_Brief_. Word for word, retype the lines from the one containing "[seg] <item>dry shrub</item>" to the last line of the data below, both ends included.

╭─ Supplied material

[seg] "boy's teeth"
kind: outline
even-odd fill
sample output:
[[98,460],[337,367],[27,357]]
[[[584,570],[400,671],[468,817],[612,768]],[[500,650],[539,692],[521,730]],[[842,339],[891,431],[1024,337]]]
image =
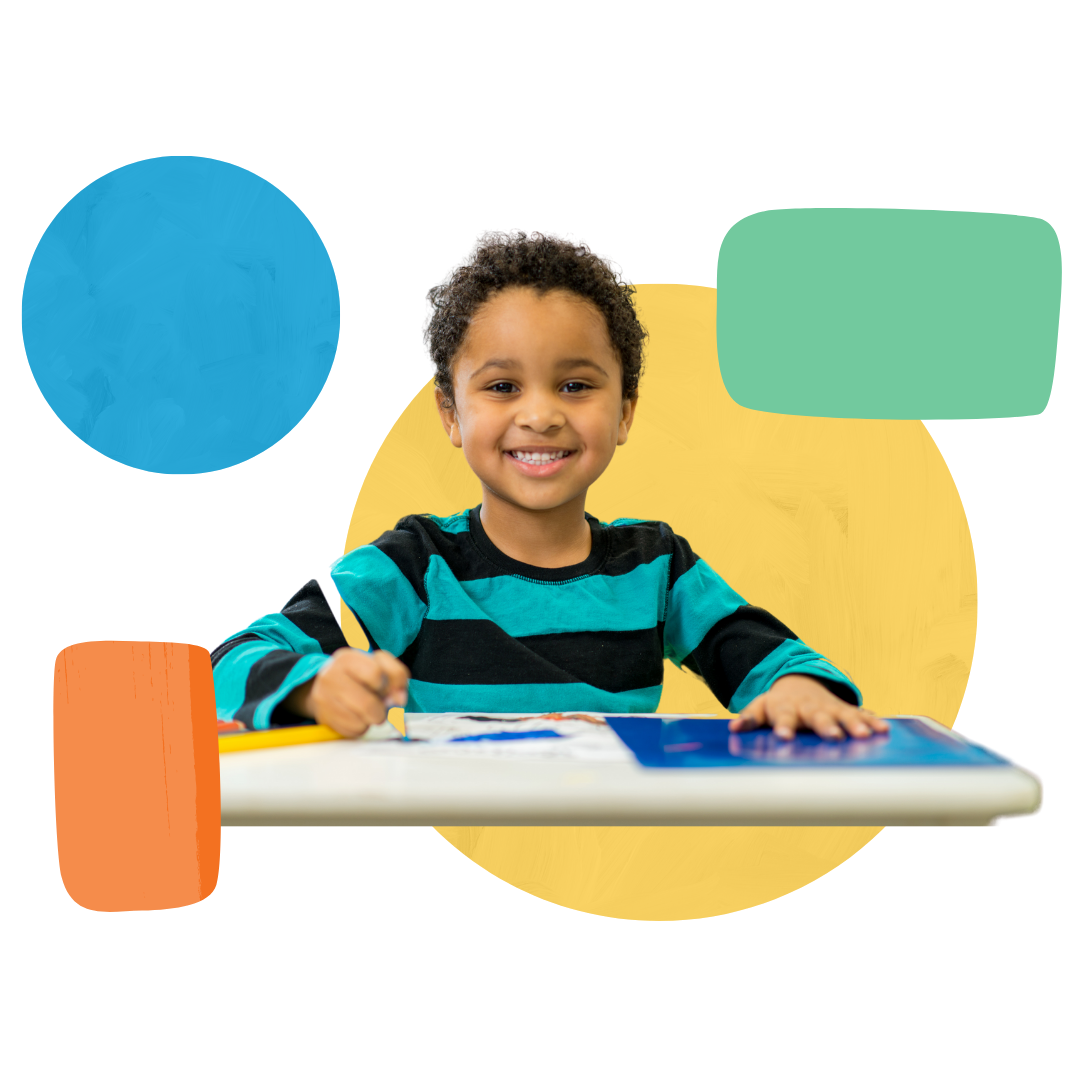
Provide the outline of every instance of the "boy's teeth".
[[529,452],[527,450],[511,450],[511,457],[515,457],[518,461],[527,462],[530,465],[546,465],[550,461],[558,461],[559,458],[564,458],[570,453],[569,450],[554,450],[544,453]]

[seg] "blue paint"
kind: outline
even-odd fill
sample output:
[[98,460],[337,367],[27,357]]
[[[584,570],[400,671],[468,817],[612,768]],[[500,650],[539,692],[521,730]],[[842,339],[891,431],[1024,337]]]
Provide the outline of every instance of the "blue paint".
[[45,231],[23,290],[26,355],[53,411],[159,473],[226,469],[288,434],[326,382],[339,323],[311,222],[210,158],[95,180]]
[[459,735],[448,742],[503,742],[507,739],[561,739],[557,731],[493,731],[489,735]]

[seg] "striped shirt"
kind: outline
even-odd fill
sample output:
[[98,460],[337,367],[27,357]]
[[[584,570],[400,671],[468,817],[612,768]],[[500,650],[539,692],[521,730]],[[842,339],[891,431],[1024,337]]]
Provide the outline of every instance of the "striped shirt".
[[[509,558],[479,508],[403,518],[334,564],[371,647],[409,668],[410,712],[654,712],[665,659],[734,712],[793,674],[861,703],[842,672],[747,604],[669,526],[586,517],[592,549],[575,566]],[[256,729],[302,722],[281,702],[345,645],[309,582],[214,650],[219,717]]]

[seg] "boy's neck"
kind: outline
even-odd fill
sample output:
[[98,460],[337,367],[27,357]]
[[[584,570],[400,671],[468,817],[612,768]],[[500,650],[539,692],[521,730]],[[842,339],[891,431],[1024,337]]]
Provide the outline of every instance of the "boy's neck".
[[480,521],[488,539],[504,555],[529,566],[574,566],[592,551],[584,493],[551,510],[528,510],[485,490]]

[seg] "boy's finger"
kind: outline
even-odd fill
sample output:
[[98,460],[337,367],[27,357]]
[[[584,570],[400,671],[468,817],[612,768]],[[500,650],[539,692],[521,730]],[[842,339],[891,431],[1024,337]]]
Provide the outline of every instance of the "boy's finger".
[[334,658],[352,681],[371,691],[380,700],[408,685],[409,669],[390,653],[349,649],[347,652],[340,650],[334,654]]
[[847,733],[855,739],[865,739],[871,733],[871,727],[863,717],[862,710],[849,705],[838,717]]
[[728,731],[753,731],[765,723],[765,695],[758,694],[734,720],[729,721]]
[[334,673],[345,675],[369,690],[377,690],[382,681],[381,669],[371,653],[360,649],[338,649],[334,653]]
[[828,709],[816,709],[806,717],[807,726],[823,739],[842,739],[844,729],[836,722],[836,717]]
[[380,650],[371,654],[383,674],[379,694],[385,701],[404,705],[409,700],[409,669],[392,653]]
[[795,706],[788,702],[771,705],[768,719],[772,722],[773,732],[778,739],[794,739],[799,726],[799,714]]
[[[888,720],[882,720],[873,709],[867,709],[864,706],[859,708],[853,705],[849,706],[840,717],[840,720],[844,727],[856,738],[863,738],[873,734],[883,735],[889,730]],[[862,734],[858,730],[860,725],[863,727]]]
[[862,708],[859,710],[859,713],[863,720],[865,720],[874,731],[884,733],[889,730],[889,721],[883,720],[872,709]]

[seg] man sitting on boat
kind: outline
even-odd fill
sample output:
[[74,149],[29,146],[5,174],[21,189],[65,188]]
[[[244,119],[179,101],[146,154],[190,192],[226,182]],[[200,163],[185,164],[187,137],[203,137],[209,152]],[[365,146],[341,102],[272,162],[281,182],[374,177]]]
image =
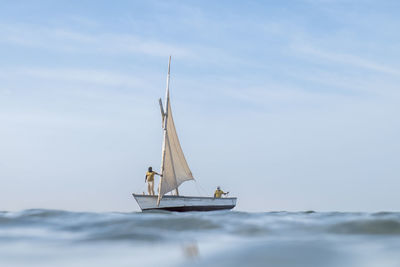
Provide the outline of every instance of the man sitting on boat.
[[157,174],[161,176],[161,174],[153,171],[152,167],[149,167],[148,172],[146,172],[145,180],[144,182],[147,182],[147,191],[149,192],[149,195],[154,196],[154,175]]
[[229,194],[229,192],[225,193],[224,191],[221,190],[219,186],[217,186],[217,190],[215,190],[214,197],[221,198],[222,195],[227,195],[227,194]]

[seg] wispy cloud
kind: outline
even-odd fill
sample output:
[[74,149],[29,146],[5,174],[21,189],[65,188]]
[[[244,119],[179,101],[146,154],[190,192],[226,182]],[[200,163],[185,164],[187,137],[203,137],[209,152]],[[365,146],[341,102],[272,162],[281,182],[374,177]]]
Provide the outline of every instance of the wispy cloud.
[[78,82],[101,86],[129,86],[137,88],[145,85],[139,77],[121,74],[118,72],[97,69],[48,69],[31,68],[18,70],[21,75],[59,82]]
[[354,54],[337,53],[332,51],[324,51],[312,46],[297,46],[296,50],[308,54],[313,57],[317,57],[323,60],[336,62],[352,67],[363,68],[366,70],[376,71],[384,74],[400,76],[400,69],[389,66],[386,64],[371,61]]
[[0,25],[0,43],[64,52],[102,52],[108,54],[145,54],[175,57],[194,56],[187,47],[135,34],[90,33],[66,28],[32,25]]
[[[34,89],[52,85],[56,88],[91,87],[109,90],[130,88],[132,91],[143,91],[151,87],[151,74],[133,76],[112,70],[90,68],[46,68],[22,67],[0,69],[3,88]],[[10,89],[5,92],[9,92]]]

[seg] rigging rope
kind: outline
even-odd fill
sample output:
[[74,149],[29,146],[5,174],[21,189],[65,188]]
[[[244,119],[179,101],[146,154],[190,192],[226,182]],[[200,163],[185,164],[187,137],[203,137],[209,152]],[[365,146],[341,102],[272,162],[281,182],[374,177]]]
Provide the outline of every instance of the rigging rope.
[[203,196],[207,196],[207,191],[204,190],[204,188],[200,185],[200,183],[197,180],[194,180],[194,184],[196,186],[196,190],[197,193],[199,193],[199,195],[201,195],[201,193],[199,192],[199,188],[203,191]]

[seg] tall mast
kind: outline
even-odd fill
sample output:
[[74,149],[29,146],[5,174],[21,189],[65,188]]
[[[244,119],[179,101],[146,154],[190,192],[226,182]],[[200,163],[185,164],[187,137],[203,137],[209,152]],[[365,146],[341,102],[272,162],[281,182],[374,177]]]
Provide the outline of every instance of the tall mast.
[[176,132],[175,123],[172,117],[171,103],[169,98],[171,56],[168,62],[167,88],[165,92],[165,106],[160,99],[160,109],[163,126],[163,144],[161,158],[161,179],[158,186],[157,206],[162,197],[175,190],[179,195],[178,187],[185,181],[194,180],[189,165],[183,154],[182,147]]
[[[168,105],[169,105],[169,80],[170,80],[170,69],[171,69],[171,56],[169,56],[169,61],[168,61],[168,75],[167,75],[167,88],[165,90],[165,107],[164,110],[162,108],[162,102],[160,99],[160,108],[161,108],[161,114],[163,116],[163,129],[164,129],[164,136],[163,136],[163,145],[162,145],[162,156],[161,156],[161,175],[164,172],[164,160],[165,160],[165,147],[167,145],[167,136],[168,136],[168,132],[167,132],[167,121],[168,121]],[[161,190],[161,184],[163,181],[163,177],[161,177],[160,179],[160,184],[158,186],[158,200],[157,200],[157,205],[160,204],[160,200],[161,200],[161,194],[160,194],[160,190]],[[176,194],[179,195],[178,193],[178,189],[176,189]]]

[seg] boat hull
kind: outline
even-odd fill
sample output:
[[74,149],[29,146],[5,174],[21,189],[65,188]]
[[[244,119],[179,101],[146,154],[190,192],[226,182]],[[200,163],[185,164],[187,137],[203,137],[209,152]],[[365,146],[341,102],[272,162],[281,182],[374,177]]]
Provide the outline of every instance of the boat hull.
[[164,196],[157,206],[157,196],[132,194],[142,211],[213,211],[230,210],[236,206],[236,198]]

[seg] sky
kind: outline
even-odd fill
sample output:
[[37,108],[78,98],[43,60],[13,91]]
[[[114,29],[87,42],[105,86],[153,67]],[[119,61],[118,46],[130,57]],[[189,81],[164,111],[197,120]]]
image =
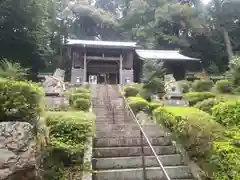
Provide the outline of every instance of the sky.
[[204,4],[208,4],[211,0],[202,0]]

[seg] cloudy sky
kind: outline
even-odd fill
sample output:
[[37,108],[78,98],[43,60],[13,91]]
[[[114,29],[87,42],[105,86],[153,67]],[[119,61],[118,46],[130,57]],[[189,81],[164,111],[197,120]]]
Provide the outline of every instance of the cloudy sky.
[[208,4],[211,0],[202,0],[204,4]]

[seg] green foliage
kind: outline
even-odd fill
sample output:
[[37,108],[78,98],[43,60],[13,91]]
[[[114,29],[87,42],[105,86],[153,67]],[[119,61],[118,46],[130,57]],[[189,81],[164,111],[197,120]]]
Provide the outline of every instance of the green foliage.
[[232,82],[229,80],[219,80],[216,82],[217,90],[221,93],[231,93],[233,90]]
[[160,106],[163,106],[163,103],[161,103],[161,102],[150,102],[149,103],[149,112],[152,113],[155,109],[159,108]]
[[124,88],[126,97],[136,97],[139,93],[139,88],[135,86],[127,86]]
[[234,57],[229,64],[228,76],[234,86],[240,85],[240,56]]
[[69,104],[81,111],[88,111],[91,107],[92,96],[89,88],[77,88],[67,92]]
[[224,101],[225,101],[224,99],[208,98],[203,101],[199,101],[197,104],[194,105],[194,107],[211,114],[212,108],[215,105],[217,105],[221,102],[224,102]]
[[184,98],[189,102],[190,106],[193,106],[196,103],[203,101],[205,99],[214,97],[216,97],[216,95],[211,92],[189,92],[184,94]]
[[228,101],[213,107],[215,120],[224,126],[240,125],[240,101]]
[[170,128],[193,158],[206,156],[212,143],[222,135],[222,127],[209,114],[196,108],[160,107],[154,117]]
[[91,93],[91,89],[81,87],[73,90],[73,93]]
[[180,82],[180,86],[182,88],[182,92],[187,93],[191,89],[192,82],[191,81],[182,81],[182,82]]
[[151,100],[151,96],[152,96],[152,92],[150,90],[148,90],[148,89],[142,88],[139,91],[139,95],[143,99],[146,99],[147,101],[150,101]]
[[43,95],[43,89],[34,83],[0,81],[1,121],[33,123],[42,111]]
[[240,148],[230,142],[216,142],[211,154],[211,162],[218,171],[214,174],[215,180],[237,180],[240,177]]
[[30,74],[45,67],[53,51],[49,10],[50,0],[4,0],[0,16],[4,17],[0,30],[1,57],[30,67]]
[[21,67],[19,63],[3,59],[0,63],[0,77],[10,80],[24,80],[29,69]]
[[89,111],[91,101],[89,99],[77,98],[73,101],[73,107],[81,111]]
[[43,162],[44,179],[62,180],[68,177],[68,173],[79,173],[84,168],[83,155],[88,138],[93,136],[95,116],[69,111],[47,112],[45,118],[50,145]]
[[212,80],[195,80],[192,89],[196,92],[210,91],[213,85]]
[[129,97],[127,101],[135,114],[149,109],[149,103],[141,97]]
[[74,93],[72,94],[71,96],[71,99],[74,101],[76,99],[79,99],[79,98],[82,98],[82,99],[87,99],[89,101],[91,101],[92,99],[92,96],[90,93]]

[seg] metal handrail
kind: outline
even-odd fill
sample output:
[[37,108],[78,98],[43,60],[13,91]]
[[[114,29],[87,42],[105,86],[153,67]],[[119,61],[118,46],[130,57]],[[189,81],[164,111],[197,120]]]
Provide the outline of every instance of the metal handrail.
[[[122,92],[122,87],[121,87],[121,86],[120,86],[120,90],[121,90],[121,92]],[[163,174],[165,175],[165,177],[167,178],[167,180],[171,180],[170,177],[168,176],[166,170],[164,169],[164,167],[163,167],[160,159],[158,158],[158,155],[157,155],[156,151],[154,150],[154,148],[153,148],[150,140],[148,139],[148,137],[147,137],[146,133],[144,132],[141,124],[138,122],[138,119],[136,118],[135,114],[134,114],[133,111],[132,111],[132,108],[129,106],[129,104],[127,103],[127,100],[126,100],[126,98],[125,98],[124,96],[123,96],[123,103],[124,103],[124,108],[125,108],[125,110],[128,110],[128,112],[130,112],[130,114],[131,114],[131,116],[132,116],[132,119],[137,123],[137,125],[138,125],[138,127],[139,127],[139,129],[140,129],[140,134],[146,139],[147,144],[148,144],[148,146],[150,147],[152,153],[154,154],[154,156],[155,156],[155,158],[156,158],[156,160],[157,160],[158,165],[160,166],[160,168],[161,168],[162,171],[163,171]],[[141,137],[141,138],[142,138],[142,137]],[[142,145],[143,145],[143,142],[142,142]],[[142,155],[144,156],[144,152],[142,152]],[[145,170],[145,160],[144,160],[144,158],[143,158],[143,173],[144,173],[144,178],[146,179],[146,170]]]

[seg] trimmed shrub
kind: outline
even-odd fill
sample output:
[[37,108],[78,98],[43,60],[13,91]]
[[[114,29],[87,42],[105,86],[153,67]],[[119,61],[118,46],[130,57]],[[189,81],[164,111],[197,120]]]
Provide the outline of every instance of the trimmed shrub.
[[240,125],[240,101],[228,101],[213,107],[215,120],[224,126]]
[[192,158],[207,155],[213,141],[223,133],[211,115],[196,108],[160,107],[153,114],[157,121],[176,133]]
[[88,99],[78,98],[73,101],[73,107],[81,111],[89,111],[91,101]]
[[[50,144],[43,157],[43,179],[69,179],[83,170],[83,155],[92,137],[95,116],[84,112],[47,112]],[[71,168],[69,168],[71,167]]]
[[80,87],[73,90],[73,93],[91,93],[91,89]]
[[212,108],[215,105],[224,101],[225,101],[224,99],[209,98],[209,99],[205,99],[203,101],[198,102],[197,104],[194,105],[194,107],[211,114]]
[[91,101],[92,96],[91,96],[90,93],[74,93],[71,96],[72,101],[75,101],[76,99],[80,99],[80,98],[81,99],[87,99],[87,100]]
[[192,84],[192,89],[196,92],[210,91],[213,85],[212,80],[196,80]]
[[233,91],[232,83],[228,80],[217,81],[216,88],[221,93],[231,93]]
[[149,103],[149,112],[152,113],[155,109],[163,106],[161,102],[150,102]]
[[129,97],[127,101],[135,114],[149,109],[149,103],[141,97]]
[[191,107],[160,107],[153,115],[174,133],[205,171],[203,179],[237,180],[240,177],[238,129],[225,131],[214,117]]
[[124,95],[126,97],[136,97],[139,93],[139,88],[135,86],[127,86],[124,88]]
[[189,92],[184,94],[184,99],[189,102],[190,106],[195,105],[196,103],[203,101],[208,98],[215,98],[216,95],[211,92]]
[[33,123],[42,112],[43,96],[43,89],[34,83],[0,81],[1,121]]

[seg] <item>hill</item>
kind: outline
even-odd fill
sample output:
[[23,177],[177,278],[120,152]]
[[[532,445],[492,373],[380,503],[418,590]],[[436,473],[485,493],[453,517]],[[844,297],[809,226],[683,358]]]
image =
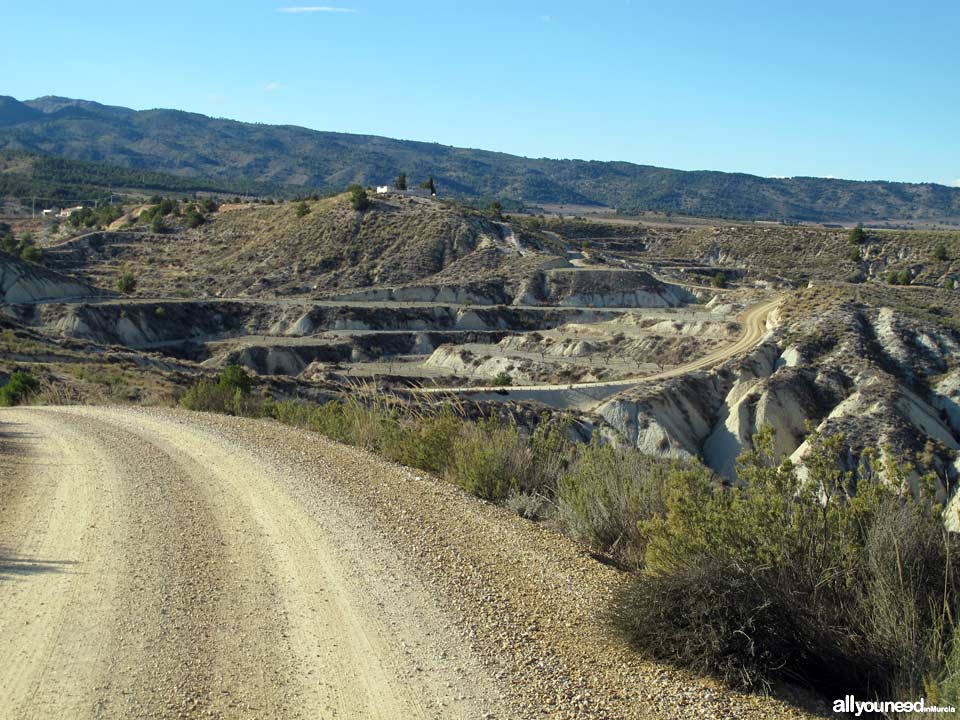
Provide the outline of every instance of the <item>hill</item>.
[[0,150],[0,198],[15,198],[25,204],[32,198],[46,204],[90,203],[108,200],[117,194],[207,192],[282,197],[304,191],[305,188],[293,185],[183,177],[102,162]]
[[[177,296],[303,296],[423,280],[475,255],[496,266],[507,253],[501,225],[425,198],[378,196],[358,213],[345,194],[296,203],[245,205],[189,229],[179,209],[167,231],[138,223],[50,248],[45,261],[111,287],[136,267],[140,287]],[[512,257],[512,256],[510,256]],[[451,267],[454,266],[454,267]],[[471,280],[480,268],[471,268]]]
[[185,178],[342,189],[399,172],[443,195],[606,205],[738,219],[817,222],[960,218],[960,189],[933,183],[762,178],[627,162],[531,159],[435,143],[134,111],[95,102],[0,97],[0,149],[95,160]]

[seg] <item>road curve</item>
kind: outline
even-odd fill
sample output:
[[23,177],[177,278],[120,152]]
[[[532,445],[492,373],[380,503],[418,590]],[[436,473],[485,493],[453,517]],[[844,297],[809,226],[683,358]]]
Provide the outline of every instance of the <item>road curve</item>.
[[423,387],[411,392],[419,395],[468,395],[477,400],[540,400],[555,407],[587,409],[611,395],[628,390],[641,383],[666,380],[720,363],[749,351],[767,334],[767,321],[783,298],[777,297],[748,308],[741,316],[742,331],[733,343],[719,348],[683,365],[652,375],[639,375],[622,380],[593,380],[589,382],[557,383],[544,385],[493,385],[462,387]]
[[295,502],[288,465],[131,411],[0,432],[0,717],[507,717],[369,523]]
[[793,720],[611,636],[568,538],[271,421],[0,409],[0,717]]

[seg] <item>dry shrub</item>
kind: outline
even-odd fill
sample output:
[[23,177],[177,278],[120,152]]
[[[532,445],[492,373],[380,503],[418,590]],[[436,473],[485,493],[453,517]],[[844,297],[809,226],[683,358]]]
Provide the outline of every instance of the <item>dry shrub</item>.
[[557,488],[558,519],[571,536],[618,562],[639,567],[641,523],[661,514],[674,462],[597,443],[577,448]]
[[960,591],[939,508],[902,492],[893,465],[890,482],[864,470],[854,483],[839,436],[815,441],[805,479],[771,461],[769,433],[755,445],[742,488],[671,474],[614,623],[639,648],[736,686],[787,679],[886,698],[935,686]]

╰─

_Output of the task_.
[seg] <item>dry shrub</item>
kind: outline
even-odd fill
sample output:
[[23,177],[177,278],[120,152]]
[[[532,445],[492,373],[380,503],[418,590]],[[436,473],[485,493],[453,517]],[[844,297],[809,226],[683,358]]]
Provide the outline of every instance of the <item>dry shrub</item>.
[[557,488],[558,519],[571,536],[618,562],[639,567],[641,523],[661,514],[674,462],[597,443],[577,448]]
[[960,591],[939,508],[902,492],[893,465],[890,482],[864,470],[854,483],[839,436],[815,441],[805,479],[771,461],[769,433],[755,445],[742,488],[671,474],[614,623],[639,648],[736,686],[787,679],[886,698],[935,686]]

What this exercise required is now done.